WHAT NEEDS TO BE DONE
Only the lines from the one holding "Record the location of each instance of the white cloud" to the end of the data should be echoed, exactly as they appear, minus the pictures.
>> START
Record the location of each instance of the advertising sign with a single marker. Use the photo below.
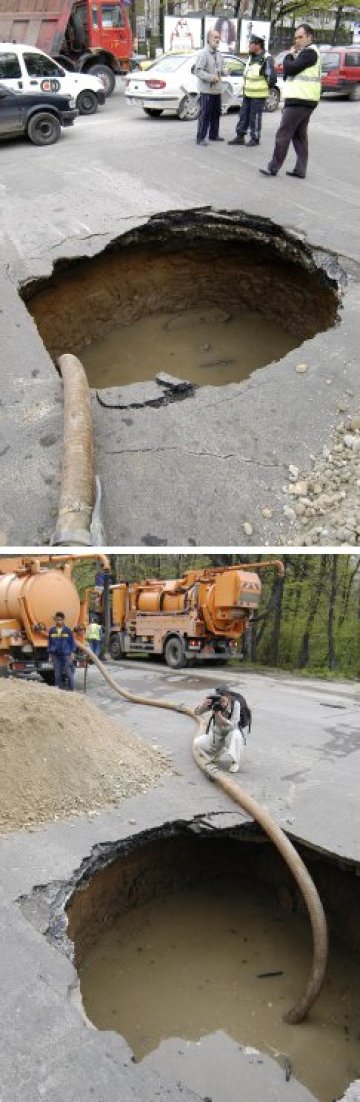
(182, 33)
(227, 29)
(250, 26)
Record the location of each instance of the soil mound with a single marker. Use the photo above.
(61, 756)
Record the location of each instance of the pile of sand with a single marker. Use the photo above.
(61, 756)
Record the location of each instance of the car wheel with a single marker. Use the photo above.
(107, 76)
(44, 129)
(188, 108)
(272, 100)
(174, 652)
(153, 112)
(87, 103)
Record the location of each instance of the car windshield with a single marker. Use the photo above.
(170, 64)
(329, 61)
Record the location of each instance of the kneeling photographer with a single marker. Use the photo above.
(224, 731)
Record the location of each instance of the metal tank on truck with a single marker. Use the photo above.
(202, 615)
(32, 590)
(90, 38)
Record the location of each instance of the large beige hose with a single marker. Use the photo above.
(77, 489)
(298, 1012)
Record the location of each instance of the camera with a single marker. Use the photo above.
(216, 703)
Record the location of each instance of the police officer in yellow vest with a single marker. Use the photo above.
(94, 636)
(259, 76)
(303, 88)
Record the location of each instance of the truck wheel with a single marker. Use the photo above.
(115, 648)
(107, 77)
(87, 103)
(47, 676)
(43, 129)
(174, 652)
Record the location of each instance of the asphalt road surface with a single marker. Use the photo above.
(303, 755)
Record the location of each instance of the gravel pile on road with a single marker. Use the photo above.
(324, 506)
(61, 756)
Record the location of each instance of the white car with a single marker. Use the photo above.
(171, 85)
(26, 68)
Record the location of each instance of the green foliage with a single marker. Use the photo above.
(84, 574)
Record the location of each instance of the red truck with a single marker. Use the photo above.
(89, 36)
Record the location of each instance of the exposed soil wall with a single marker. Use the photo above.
(167, 266)
(152, 866)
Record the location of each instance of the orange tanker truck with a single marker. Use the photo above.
(32, 590)
(202, 615)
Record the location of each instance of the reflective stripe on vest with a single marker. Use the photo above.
(254, 84)
(94, 631)
(307, 85)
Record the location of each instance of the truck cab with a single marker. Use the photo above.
(89, 36)
(25, 68)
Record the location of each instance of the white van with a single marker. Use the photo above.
(26, 68)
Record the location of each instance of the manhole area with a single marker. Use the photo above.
(208, 301)
(185, 936)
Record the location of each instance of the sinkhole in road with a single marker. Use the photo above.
(188, 929)
(205, 296)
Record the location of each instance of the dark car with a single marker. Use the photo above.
(36, 115)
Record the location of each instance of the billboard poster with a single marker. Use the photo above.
(182, 33)
(250, 26)
(227, 29)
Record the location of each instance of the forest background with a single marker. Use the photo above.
(309, 619)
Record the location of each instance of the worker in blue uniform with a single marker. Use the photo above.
(62, 652)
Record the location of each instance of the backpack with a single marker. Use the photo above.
(246, 714)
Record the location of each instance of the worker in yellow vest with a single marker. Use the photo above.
(258, 77)
(303, 89)
(94, 636)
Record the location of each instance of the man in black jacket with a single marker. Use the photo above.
(303, 88)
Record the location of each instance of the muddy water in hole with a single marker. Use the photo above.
(206, 346)
(189, 964)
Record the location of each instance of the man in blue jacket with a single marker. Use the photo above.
(62, 651)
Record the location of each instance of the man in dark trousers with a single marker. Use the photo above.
(61, 651)
(258, 77)
(208, 69)
(302, 90)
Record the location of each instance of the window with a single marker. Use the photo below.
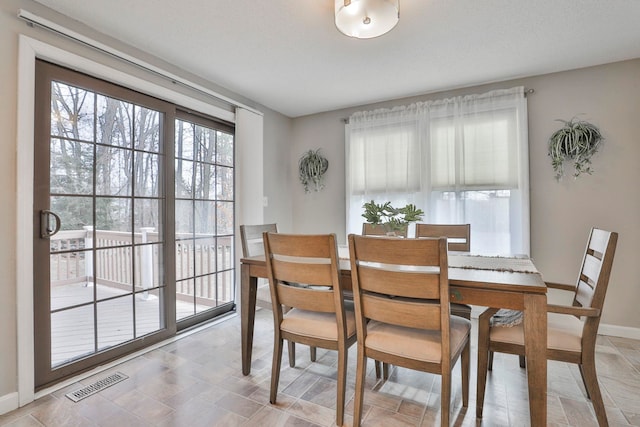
(461, 160)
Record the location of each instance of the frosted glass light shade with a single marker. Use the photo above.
(365, 19)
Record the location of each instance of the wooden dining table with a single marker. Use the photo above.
(498, 282)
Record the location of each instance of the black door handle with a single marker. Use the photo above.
(46, 230)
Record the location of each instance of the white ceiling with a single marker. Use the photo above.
(288, 55)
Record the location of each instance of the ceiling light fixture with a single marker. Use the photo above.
(365, 19)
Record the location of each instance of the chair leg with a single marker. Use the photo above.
(275, 368)
(590, 378)
(485, 358)
(584, 381)
(342, 384)
(465, 366)
(445, 398)
(359, 396)
(523, 363)
(292, 353)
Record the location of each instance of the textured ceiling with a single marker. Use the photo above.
(288, 55)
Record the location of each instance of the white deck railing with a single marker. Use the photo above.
(114, 266)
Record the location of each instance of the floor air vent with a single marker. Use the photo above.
(87, 391)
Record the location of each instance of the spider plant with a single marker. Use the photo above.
(393, 219)
(576, 141)
(311, 169)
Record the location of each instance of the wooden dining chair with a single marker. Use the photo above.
(253, 245)
(318, 316)
(571, 330)
(401, 297)
(458, 239)
(458, 235)
(381, 230)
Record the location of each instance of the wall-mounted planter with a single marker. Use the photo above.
(311, 169)
(575, 142)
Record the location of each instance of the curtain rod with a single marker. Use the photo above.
(35, 20)
(526, 92)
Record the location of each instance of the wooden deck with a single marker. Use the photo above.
(72, 331)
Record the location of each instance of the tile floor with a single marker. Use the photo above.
(197, 381)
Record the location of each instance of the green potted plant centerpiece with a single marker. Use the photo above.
(393, 220)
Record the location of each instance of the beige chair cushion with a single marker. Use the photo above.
(564, 333)
(413, 343)
(317, 325)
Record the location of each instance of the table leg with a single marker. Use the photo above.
(535, 337)
(248, 290)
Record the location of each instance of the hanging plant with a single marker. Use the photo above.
(576, 141)
(311, 169)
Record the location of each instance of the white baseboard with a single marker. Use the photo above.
(9, 402)
(619, 331)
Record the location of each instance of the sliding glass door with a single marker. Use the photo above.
(122, 260)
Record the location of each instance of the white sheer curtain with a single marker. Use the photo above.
(462, 160)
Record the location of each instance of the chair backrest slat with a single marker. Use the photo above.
(410, 314)
(394, 251)
(593, 280)
(304, 272)
(402, 282)
(306, 298)
(376, 280)
(458, 235)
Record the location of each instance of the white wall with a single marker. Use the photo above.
(561, 213)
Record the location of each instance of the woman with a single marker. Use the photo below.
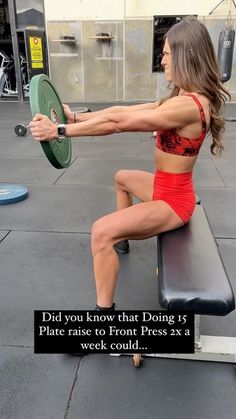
(182, 121)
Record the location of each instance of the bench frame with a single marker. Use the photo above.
(207, 348)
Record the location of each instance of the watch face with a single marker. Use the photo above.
(61, 130)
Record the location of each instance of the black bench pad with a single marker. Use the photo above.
(191, 275)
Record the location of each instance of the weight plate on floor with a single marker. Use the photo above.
(44, 99)
(20, 130)
(10, 193)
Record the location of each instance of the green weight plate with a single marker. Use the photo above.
(44, 99)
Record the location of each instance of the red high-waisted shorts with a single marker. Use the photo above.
(176, 189)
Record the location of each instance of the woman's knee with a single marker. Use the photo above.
(100, 238)
(121, 177)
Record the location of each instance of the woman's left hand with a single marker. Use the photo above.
(42, 129)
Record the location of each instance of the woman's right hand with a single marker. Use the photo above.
(68, 114)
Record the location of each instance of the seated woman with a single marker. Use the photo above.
(181, 121)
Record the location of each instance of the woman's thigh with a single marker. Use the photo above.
(139, 221)
(136, 182)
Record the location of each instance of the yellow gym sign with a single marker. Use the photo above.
(36, 52)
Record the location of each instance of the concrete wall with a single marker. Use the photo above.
(121, 69)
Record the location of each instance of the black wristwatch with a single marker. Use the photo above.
(61, 131)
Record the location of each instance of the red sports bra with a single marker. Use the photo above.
(169, 141)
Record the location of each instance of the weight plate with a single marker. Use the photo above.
(20, 130)
(44, 99)
(10, 193)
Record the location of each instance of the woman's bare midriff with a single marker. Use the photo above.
(172, 163)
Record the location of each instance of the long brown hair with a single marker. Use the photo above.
(195, 69)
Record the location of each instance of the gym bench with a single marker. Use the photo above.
(192, 277)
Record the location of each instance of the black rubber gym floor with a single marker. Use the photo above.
(46, 264)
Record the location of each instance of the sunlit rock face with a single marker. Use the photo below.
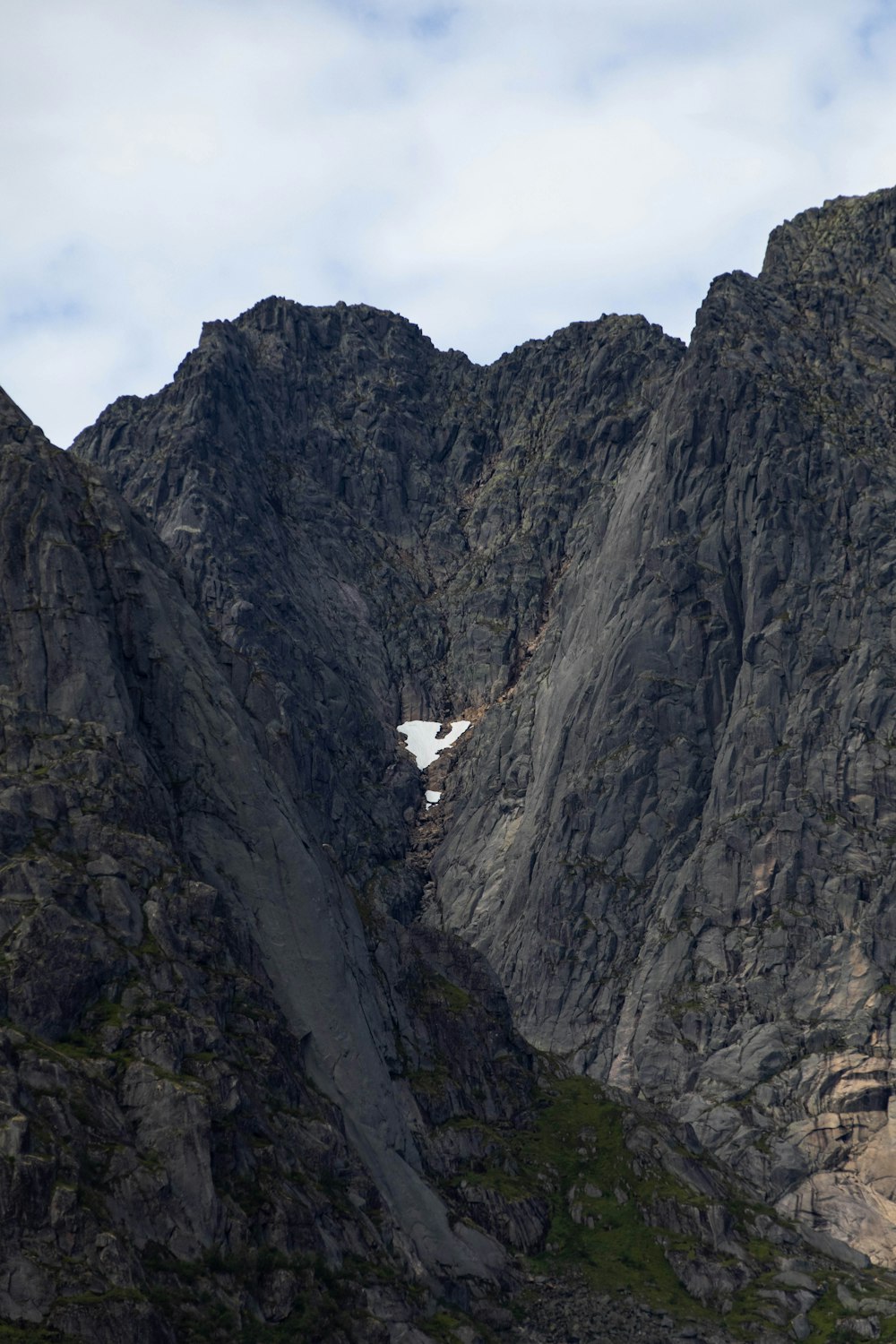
(661, 583)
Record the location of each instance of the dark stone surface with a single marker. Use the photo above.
(659, 582)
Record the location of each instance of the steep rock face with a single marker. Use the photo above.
(694, 894)
(199, 1072)
(661, 583)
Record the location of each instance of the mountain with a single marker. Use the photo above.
(598, 1046)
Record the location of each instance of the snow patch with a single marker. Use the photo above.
(424, 742)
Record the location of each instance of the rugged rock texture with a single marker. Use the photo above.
(203, 1069)
(659, 582)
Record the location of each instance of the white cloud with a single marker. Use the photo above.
(492, 168)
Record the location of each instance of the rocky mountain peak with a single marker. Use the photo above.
(276, 1027)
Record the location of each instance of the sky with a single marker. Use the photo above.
(493, 169)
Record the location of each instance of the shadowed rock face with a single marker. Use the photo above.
(198, 1054)
(254, 994)
(661, 583)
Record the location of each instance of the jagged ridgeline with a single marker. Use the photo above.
(595, 1040)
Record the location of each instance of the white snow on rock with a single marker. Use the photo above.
(424, 742)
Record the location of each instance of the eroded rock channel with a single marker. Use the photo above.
(594, 1045)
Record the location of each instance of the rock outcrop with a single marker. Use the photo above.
(659, 581)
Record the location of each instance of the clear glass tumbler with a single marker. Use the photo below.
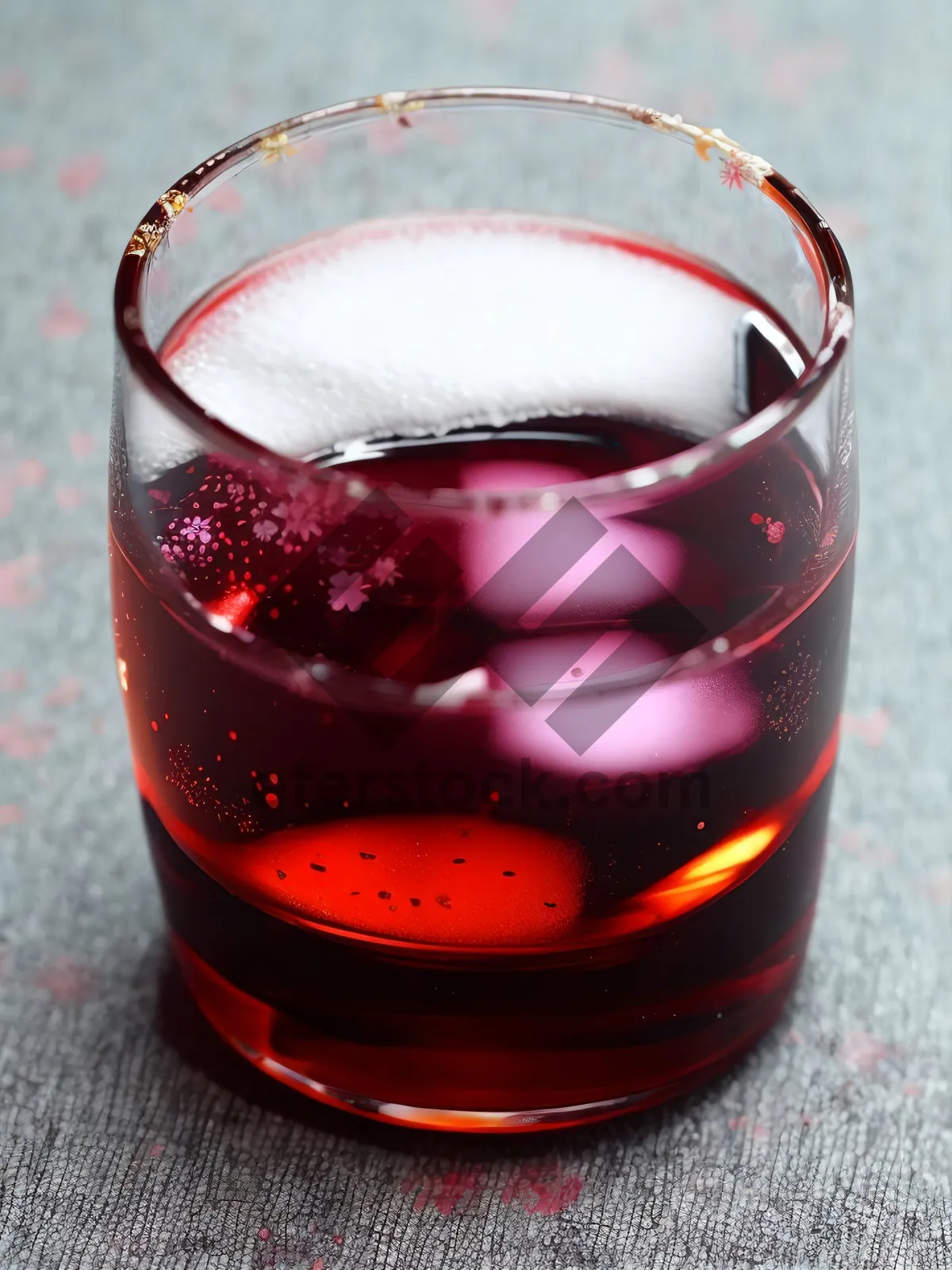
>> END
EXERCISE RESULT
Record the location of each instance of the white cloud with a single marker. Use the photo above.
(492, 168)
Record the location of each instance of the rocky mountain peak with a single marker. Use the photo above.
(276, 1027)
Record the location of each instance of the sky with a single marker. Use the photo above.
(493, 169)
Record the location of each instance of the shadowed rock face with a single marker. Use the photo above.
(198, 1054)
(254, 994)
(661, 583)
Record the location of each instance of the jagged ridgeline with a single marker. Use the photo above.
(595, 1040)
Record the location of each instance of the white snow on rock with a single marker. Use the photo above.
(424, 742)
Record the location of each instance of the eroded rock channel with a single marker. Use the photo above.
(594, 1045)
Record the location of each instance of the rock outcrop with a single marker. Use the photo above.
(659, 581)
Record the location of each instance of the clear glass tumbler with a single marker. Use the photo below.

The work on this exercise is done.